RECORDS FOR THE EXERCISE:

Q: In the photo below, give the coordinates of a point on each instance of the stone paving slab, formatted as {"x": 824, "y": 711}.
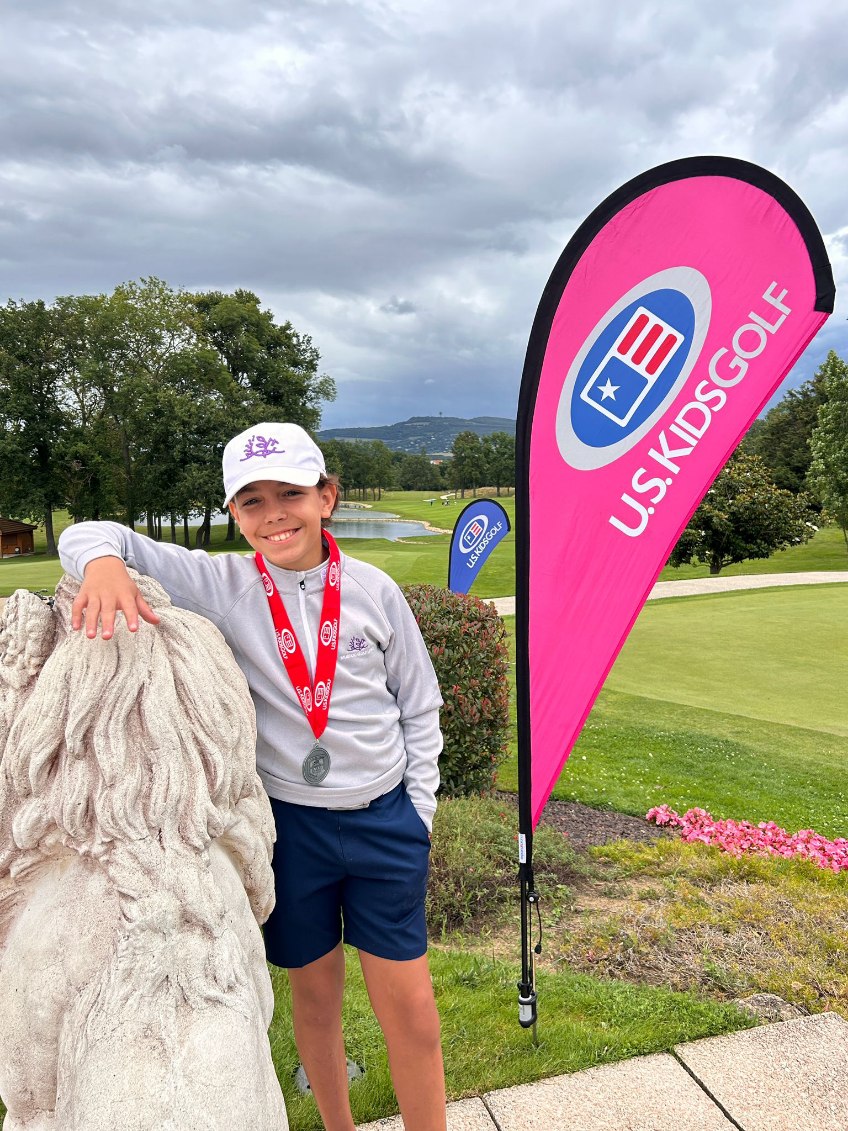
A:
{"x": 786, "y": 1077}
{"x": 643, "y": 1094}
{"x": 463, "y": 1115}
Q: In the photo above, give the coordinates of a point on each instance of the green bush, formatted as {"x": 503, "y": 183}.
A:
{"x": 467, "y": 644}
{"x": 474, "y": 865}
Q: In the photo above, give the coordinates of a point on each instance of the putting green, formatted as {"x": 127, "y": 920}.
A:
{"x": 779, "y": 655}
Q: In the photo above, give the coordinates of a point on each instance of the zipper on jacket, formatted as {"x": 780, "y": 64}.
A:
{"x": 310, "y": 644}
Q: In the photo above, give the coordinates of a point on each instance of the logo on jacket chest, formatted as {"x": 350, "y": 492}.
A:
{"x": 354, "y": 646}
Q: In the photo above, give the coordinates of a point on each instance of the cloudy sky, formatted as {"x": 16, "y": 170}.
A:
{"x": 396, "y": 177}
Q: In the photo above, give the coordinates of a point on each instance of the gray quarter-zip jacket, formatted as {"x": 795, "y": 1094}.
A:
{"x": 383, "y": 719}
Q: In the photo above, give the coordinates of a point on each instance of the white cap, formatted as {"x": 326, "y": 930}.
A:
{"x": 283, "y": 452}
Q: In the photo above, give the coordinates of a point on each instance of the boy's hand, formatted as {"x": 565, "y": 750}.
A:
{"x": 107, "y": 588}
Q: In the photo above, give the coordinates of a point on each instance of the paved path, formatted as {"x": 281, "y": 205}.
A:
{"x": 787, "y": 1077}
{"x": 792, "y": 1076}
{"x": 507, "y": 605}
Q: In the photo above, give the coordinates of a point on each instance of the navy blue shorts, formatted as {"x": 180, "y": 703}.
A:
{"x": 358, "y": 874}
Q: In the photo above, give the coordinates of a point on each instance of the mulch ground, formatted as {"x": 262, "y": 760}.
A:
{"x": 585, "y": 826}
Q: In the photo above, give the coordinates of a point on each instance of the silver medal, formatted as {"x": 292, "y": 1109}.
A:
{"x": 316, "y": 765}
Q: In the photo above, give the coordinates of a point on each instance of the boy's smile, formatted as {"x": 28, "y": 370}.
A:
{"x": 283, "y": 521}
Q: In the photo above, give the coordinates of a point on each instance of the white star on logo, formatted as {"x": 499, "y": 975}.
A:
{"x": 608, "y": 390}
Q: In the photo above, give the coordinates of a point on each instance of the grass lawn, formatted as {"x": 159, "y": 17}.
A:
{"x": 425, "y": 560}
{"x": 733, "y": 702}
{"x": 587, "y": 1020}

GOAL OF THE EXERCISE: Reproduce everything from the line containing "of the paved" down to the end of the data above, requests included, and shift each answer coordinate by adding 20 to both its x and y values. Leave the numbers in the requests and their format samples unchanged.

EXERCISE ANSWER:
Q: In the photo above, give the coordinates of a point on each instance of the paved path, formatted as {"x": 281, "y": 205}.
A:
{"x": 807, "y": 1097}
{"x": 812, "y": 1096}
{"x": 527, "y": 625}
Q: In the photo above, give the coordinates of a point on each instance of the navy blue shorts, formatted as {"x": 180, "y": 703}.
A:
{"x": 378, "y": 894}
Q: In the photo above, give the coordinates of a point on each instance of the mulch ground, formatted as {"x": 262, "y": 760}.
A:
{"x": 605, "y": 846}
Q: In the photo above, give the coordinates of a point on each instance of the silver medal, formatted as {"x": 292, "y": 1109}.
A:
{"x": 336, "y": 785}
Q: In the photo above, give the coordinates of a point on each instance of the boy's smile, formatted as {"x": 28, "y": 370}.
A:
{"x": 303, "y": 541}
Q: In the photo above, give the coordinates of a point on each instance of the white star on logo, formatted as {"x": 499, "y": 975}.
A:
{"x": 628, "y": 410}
Q: In the photo above, give the coordinates of a point on each instance of the grass lawn, formatted as {"x": 159, "y": 17}.
A:
{"x": 445, "y": 580}
{"x": 753, "y": 722}
{"x": 607, "y": 1040}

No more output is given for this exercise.